<<<<

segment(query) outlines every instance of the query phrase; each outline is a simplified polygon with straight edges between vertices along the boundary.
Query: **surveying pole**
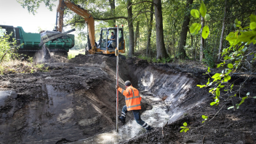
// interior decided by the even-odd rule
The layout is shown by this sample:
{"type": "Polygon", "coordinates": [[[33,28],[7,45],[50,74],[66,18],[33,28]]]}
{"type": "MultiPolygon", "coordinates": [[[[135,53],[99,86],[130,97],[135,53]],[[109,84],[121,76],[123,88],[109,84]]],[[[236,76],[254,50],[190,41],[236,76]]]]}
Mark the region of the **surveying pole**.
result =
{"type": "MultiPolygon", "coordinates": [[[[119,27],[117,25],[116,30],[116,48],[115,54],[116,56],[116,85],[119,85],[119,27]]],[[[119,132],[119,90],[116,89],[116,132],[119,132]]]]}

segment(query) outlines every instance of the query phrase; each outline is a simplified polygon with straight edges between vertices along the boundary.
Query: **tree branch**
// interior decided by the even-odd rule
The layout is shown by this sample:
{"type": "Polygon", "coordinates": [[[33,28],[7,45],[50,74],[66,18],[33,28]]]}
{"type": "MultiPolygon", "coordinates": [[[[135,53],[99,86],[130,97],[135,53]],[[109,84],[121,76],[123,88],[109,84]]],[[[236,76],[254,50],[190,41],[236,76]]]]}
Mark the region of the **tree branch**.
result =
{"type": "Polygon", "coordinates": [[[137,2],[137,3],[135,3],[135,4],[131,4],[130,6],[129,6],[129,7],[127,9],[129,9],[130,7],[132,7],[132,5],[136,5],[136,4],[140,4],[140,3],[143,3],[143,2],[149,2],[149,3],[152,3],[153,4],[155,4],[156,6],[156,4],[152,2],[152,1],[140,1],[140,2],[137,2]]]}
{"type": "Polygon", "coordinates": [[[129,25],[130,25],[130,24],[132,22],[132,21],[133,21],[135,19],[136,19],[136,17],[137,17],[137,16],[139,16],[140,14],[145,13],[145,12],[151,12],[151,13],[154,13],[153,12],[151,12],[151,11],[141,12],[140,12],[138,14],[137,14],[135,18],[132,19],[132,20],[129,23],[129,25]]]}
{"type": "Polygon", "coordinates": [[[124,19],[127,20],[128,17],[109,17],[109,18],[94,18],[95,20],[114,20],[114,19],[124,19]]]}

>>>>

### OBJECTIVE
Pick out every line of the listing above that contains the string "tree", treating uppercase and lowercase as different.

### COMPLETED TASK
Query: **tree branch**
Mark the region of the **tree branch**.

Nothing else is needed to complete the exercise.